There are early signs the Iranian economy is benefiting from President Hassan Rouhani’s improving relations with the West, but any gains could just as quickly evaporate if talks over Tehran’s nuclear ambitions break down. Published in Gulf States News, 17 October 2013
It is still far too soon to talk about a peace dividend in Iran, but there are signs the political optimism sparked by renewed efforts to resolve the nuclear problem has begun to spill into the economy. The stock market has been hitting record levels and the currency is stabilising as people sense that the latest round of international negotiations might add up to more than just idle talk. Allied to that, President Hassan Rouhani’s new cabinet has been taking a far more professional approach to managing the country’s domestic problems.
When the Tehran Stock Exchange’s all-share index hit an all-time high of 65,719.9 points at the end of September, it marked the eighth successive month of gains. That has continued this month, with the main market index, the Tedpix, climbing above the 70,000 mark on 13 October. The rises earlier in the year were partly attributed to the falling value of the Iranian rial against the dollar, which made it easier for some companies to make higher profits in the export market. Now, however, sentiment appears to be driven by the hope of improving macroeconomic fortunes. “Investors remained mostly optimistic as a combination of geopolitical developments, a rebound in global prices and stability in the local FX [foreign exchange] market significantly raised expectations for more profit,” Tehran’s Mofid Securities said in a research note in early October.
As the brokerage house indicated, there has also been good news for the Iranian rial. Before the June presidential election, the black market value of the rial had fallen to more than IR36,000 to the dollar, and its plummeting value was contributing to inflation of more than 100%, according to the US-based Cato Institute’s Troubled Currencies Project. But since the election, the currency has been less volatile and its value has improved. By the end of September, it was trading at IR30,200 to the dollar on the black market. The official exchange rate quoted by the Central Bank of Iran is just under IR25,000 to the dollar.

**Brief 1:**
Count how many lines of the records below contain the word "green", treating case as significant, and give only that number.

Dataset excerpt
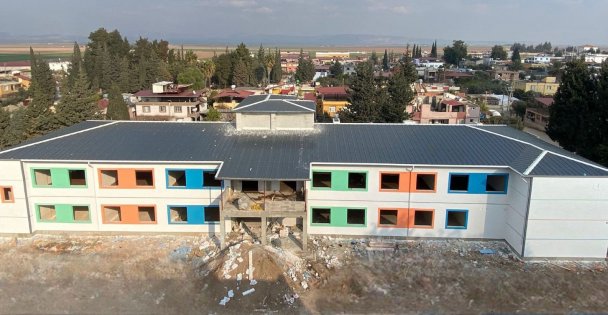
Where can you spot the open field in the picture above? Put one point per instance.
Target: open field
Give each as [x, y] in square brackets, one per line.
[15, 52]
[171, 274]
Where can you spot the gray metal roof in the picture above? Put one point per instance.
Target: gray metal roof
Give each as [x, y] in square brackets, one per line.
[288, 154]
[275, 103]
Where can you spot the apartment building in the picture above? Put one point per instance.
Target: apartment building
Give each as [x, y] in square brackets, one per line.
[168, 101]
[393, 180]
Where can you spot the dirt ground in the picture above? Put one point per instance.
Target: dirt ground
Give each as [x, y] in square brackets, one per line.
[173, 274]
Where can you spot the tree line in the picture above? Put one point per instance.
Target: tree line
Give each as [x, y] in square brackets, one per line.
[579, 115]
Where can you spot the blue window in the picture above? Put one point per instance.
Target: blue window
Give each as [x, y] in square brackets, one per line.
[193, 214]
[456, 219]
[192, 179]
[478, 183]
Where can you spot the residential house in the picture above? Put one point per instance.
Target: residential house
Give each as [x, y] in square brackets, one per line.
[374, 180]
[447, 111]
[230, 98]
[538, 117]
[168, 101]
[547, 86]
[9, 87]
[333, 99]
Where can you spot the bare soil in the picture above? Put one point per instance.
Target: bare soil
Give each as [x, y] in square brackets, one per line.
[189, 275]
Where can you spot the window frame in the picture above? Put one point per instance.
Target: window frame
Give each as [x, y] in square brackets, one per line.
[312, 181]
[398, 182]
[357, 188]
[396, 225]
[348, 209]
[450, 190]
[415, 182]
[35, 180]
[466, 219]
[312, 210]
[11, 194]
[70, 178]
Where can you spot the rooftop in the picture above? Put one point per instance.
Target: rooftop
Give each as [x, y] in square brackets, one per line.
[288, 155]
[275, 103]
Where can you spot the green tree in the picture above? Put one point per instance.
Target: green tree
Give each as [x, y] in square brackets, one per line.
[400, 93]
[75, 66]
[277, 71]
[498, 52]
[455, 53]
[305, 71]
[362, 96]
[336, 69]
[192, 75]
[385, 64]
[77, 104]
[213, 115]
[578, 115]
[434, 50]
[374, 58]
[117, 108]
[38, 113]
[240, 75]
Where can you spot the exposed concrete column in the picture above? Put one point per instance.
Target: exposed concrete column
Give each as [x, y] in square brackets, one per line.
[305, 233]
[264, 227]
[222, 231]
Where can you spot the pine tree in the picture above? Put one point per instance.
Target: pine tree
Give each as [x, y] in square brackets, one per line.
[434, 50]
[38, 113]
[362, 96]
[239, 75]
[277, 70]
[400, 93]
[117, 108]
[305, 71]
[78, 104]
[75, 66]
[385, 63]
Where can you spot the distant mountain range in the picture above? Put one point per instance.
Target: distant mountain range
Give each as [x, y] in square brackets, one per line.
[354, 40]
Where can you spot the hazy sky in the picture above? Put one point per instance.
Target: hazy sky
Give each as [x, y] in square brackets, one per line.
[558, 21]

...

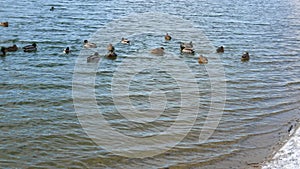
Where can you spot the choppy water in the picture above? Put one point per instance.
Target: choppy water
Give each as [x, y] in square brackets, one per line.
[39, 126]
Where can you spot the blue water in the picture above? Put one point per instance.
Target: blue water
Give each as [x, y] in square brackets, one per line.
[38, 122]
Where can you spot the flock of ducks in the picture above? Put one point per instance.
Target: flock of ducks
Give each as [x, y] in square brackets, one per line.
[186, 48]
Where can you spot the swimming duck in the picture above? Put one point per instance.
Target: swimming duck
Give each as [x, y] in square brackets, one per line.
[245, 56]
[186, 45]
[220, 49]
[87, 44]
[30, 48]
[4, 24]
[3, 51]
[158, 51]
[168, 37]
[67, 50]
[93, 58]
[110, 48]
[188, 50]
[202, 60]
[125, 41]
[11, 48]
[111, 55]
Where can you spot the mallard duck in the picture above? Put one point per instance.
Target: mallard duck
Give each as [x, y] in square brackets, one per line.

**Brief 2:**
From the article on Iran's economy above, reproduce a passage word for word, beginning at the words "There are early" and ending after the words "country’s domestic problems.".

**Written answer 1:**
2

**Written answer 2:**
There are early signs the Iranian economy is benefiting from President Hassan Rouhani’s improving relations with the West, but any gains could just as quickly evaporate if talks over Tehran’s nuclear ambitions break down. Published in Gulf States News, 17 October 2013
It is still far too soon to talk about a peace dividend in Iran, but there are signs the political optimism sparked by renewed efforts to resolve the nuclear problem has begun to spill into the economy. The stock market has been hitting record levels and the currency is stabilising as people sense that the latest round of international negotiations might add up to more than just idle talk. Allied to that, President Hassan Rouhani’s new cabinet has been taking a far more professional approach to managing the country’s domestic problems.